=== What you will do ===
Lines in the listing below may contain the word "target". State how many do, and nothing more.

=== Provided material ===
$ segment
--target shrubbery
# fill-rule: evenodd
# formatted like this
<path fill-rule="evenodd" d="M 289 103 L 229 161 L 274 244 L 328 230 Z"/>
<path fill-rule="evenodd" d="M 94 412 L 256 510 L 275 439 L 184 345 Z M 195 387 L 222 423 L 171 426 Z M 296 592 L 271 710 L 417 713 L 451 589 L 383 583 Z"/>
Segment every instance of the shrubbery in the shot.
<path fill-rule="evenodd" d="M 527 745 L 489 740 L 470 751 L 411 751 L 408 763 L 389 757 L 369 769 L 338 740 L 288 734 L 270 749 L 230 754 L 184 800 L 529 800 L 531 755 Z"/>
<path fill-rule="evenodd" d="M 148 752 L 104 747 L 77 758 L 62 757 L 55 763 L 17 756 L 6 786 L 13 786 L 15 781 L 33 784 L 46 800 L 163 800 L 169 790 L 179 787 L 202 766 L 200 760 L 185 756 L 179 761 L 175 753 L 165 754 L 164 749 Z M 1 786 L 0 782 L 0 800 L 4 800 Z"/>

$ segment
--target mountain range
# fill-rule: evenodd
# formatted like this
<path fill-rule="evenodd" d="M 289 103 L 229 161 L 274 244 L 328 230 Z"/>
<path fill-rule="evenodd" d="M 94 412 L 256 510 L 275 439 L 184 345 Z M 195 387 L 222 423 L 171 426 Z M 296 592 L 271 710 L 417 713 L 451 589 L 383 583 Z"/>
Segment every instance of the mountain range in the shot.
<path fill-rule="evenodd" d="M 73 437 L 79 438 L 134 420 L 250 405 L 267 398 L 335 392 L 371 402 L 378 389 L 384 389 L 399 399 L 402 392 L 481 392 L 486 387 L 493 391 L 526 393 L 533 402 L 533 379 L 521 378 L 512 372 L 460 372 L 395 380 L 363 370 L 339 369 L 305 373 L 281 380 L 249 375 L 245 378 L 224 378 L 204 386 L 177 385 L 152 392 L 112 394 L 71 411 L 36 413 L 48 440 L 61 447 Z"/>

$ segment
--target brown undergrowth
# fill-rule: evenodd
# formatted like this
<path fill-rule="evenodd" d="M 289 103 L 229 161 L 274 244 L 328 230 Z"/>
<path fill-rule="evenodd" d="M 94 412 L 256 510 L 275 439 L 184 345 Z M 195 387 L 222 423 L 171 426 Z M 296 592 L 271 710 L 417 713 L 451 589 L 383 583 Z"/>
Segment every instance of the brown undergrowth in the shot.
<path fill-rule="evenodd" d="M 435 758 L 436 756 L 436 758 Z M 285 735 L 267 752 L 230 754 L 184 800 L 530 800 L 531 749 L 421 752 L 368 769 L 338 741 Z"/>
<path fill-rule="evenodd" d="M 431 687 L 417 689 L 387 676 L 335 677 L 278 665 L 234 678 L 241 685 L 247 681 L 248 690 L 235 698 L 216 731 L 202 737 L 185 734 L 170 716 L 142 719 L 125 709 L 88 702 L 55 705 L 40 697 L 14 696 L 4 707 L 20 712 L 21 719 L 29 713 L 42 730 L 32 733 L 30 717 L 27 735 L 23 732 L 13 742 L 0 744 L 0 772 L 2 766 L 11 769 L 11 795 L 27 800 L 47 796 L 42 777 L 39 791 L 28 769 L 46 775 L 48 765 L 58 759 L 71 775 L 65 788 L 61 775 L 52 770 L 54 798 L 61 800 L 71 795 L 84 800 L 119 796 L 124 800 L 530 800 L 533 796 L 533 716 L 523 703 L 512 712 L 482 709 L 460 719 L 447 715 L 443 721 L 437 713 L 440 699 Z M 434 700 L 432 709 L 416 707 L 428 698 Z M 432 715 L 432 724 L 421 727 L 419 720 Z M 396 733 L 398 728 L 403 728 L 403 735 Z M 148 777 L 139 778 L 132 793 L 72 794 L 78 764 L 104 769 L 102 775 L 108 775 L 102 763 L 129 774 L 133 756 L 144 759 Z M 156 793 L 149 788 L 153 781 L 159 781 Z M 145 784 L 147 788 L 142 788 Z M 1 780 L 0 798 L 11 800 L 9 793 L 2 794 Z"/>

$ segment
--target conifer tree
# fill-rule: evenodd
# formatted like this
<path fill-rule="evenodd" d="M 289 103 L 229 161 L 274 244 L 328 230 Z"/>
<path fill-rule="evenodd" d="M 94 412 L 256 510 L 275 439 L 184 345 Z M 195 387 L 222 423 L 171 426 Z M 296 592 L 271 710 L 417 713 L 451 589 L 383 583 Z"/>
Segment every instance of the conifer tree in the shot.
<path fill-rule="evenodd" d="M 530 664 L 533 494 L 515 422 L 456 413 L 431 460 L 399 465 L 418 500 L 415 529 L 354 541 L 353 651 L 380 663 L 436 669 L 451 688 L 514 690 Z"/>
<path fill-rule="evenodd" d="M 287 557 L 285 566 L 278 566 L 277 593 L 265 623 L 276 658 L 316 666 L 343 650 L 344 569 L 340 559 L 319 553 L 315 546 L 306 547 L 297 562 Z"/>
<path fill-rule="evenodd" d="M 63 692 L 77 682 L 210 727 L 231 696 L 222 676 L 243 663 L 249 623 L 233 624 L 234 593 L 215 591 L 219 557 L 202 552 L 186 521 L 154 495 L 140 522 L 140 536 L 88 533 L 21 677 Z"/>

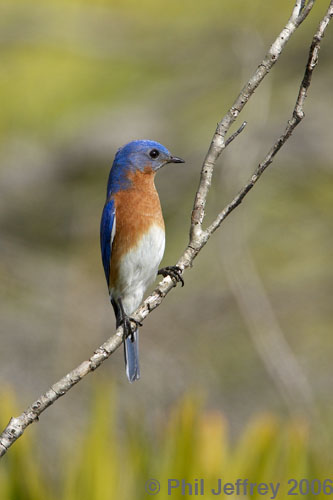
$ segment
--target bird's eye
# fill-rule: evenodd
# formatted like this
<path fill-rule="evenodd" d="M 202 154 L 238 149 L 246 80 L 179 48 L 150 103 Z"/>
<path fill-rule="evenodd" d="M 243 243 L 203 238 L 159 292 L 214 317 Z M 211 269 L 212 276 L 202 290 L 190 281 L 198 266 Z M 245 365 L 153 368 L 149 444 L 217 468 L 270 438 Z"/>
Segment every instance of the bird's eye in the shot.
<path fill-rule="evenodd" d="M 160 152 L 157 149 L 152 149 L 151 151 L 149 151 L 149 156 L 150 158 L 155 160 L 155 158 L 158 158 L 160 156 Z"/>

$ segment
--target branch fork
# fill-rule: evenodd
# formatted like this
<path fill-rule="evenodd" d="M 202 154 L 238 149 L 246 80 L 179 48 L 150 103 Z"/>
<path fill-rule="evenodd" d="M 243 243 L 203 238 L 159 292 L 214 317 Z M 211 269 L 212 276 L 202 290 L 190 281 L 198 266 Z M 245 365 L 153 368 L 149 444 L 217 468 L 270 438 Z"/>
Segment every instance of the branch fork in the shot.
<path fill-rule="evenodd" d="M 246 122 L 244 122 L 241 127 L 228 139 L 225 139 L 226 135 L 231 125 L 235 122 L 244 106 L 247 104 L 248 100 L 254 94 L 255 89 L 260 85 L 261 81 L 265 78 L 265 76 L 267 76 L 270 69 L 278 60 L 292 34 L 311 12 L 314 2 L 315 0 L 296 0 L 291 17 L 286 26 L 278 35 L 254 74 L 241 90 L 234 104 L 217 125 L 201 169 L 200 182 L 195 195 L 191 215 L 189 244 L 177 262 L 177 266 L 179 266 L 182 271 L 192 267 L 195 257 L 202 250 L 211 235 L 216 231 L 216 229 L 218 229 L 223 220 L 242 202 L 244 197 L 252 189 L 268 165 L 272 163 L 274 156 L 288 140 L 294 128 L 304 117 L 304 101 L 311 83 L 313 70 L 318 61 L 320 43 L 324 36 L 324 32 L 333 17 L 333 0 L 329 2 L 328 10 L 321 20 L 315 35 L 313 36 L 309 50 L 308 62 L 302 83 L 300 85 L 292 118 L 288 121 L 284 133 L 278 138 L 270 151 L 267 153 L 264 160 L 257 166 L 250 180 L 243 186 L 234 199 L 223 208 L 223 210 L 206 229 L 203 229 L 202 225 L 205 219 L 205 206 L 215 163 L 223 150 L 244 130 Z M 147 297 L 147 299 L 136 310 L 133 314 L 133 318 L 136 321 L 142 322 L 148 314 L 150 314 L 162 303 L 172 288 L 174 288 L 174 282 L 170 276 L 166 276 L 159 283 L 154 292 Z M 5 455 L 9 447 L 24 433 L 25 429 L 30 424 L 38 420 L 39 416 L 46 410 L 46 408 L 52 405 L 58 398 L 66 394 L 75 384 L 82 380 L 84 376 L 96 370 L 96 368 L 98 368 L 107 358 L 111 356 L 111 354 L 122 344 L 122 342 L 123 328 L 120 326 L 117 328 L 113 336 L 96 349 L 89 360 L 83 361 L 78 367 L 56 382 L 21 415 L 11 418 L 7 427 L 0 434 L 0 457 Z"/>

=== Answer section ===
6